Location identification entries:

## start

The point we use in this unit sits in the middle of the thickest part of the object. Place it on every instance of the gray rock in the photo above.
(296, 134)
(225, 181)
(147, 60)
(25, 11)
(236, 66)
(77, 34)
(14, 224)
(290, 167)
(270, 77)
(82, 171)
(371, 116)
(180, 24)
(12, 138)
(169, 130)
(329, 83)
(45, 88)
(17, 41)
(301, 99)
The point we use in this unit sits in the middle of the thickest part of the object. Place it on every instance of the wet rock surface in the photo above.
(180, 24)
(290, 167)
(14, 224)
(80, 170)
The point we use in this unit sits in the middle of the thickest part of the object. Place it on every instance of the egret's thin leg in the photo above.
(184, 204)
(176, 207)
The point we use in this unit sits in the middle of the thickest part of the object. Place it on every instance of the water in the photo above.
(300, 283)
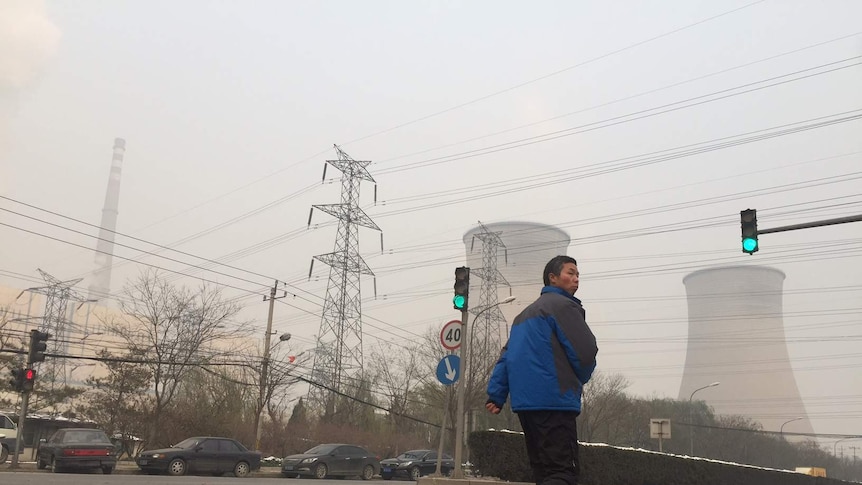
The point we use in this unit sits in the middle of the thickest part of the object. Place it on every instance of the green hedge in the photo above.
(504, 456)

## end

Set task »
Set down every line of the listing above word for word, omitting the picture.

Result of this exercise »
The point we use in this unit sits in the middle of the thickest part of the object. Place it on every instance of the gray rock in the photo above.
(296, 134)
(225, 181)
(147, 60)
(25, 11)
(236, 66)
(77, 34)
(14, 224)
(290, 167)
(270, 77)
(82, 171)
(371, 116)
(180, 24)
(12, 138)
(169, 130)
(329, 83)
(45, 88)
(17, 41)
(301, 99)
The point we use in this unit sits in the middle of the thickest part of the object. Place it on every instance of the wet rock surface in the photo above.
(180, 24)
(290, 167)
(14, 224)
(80, 170)
The point we use in this unit sits in the middle of the thickest part of the object. Place it on every instance of the egret's thin leg in the photo above.
(184, 204)
(176, 207)
The point we use in this unit sits in the middle of the thickest part of the object. Place it on every instance of the water in the photo above.
(300, 283)
The point we use in this unit sits in the middle of the thickest part of the object. Place it on every instance of the green hedge in the photo above.
(504, 456)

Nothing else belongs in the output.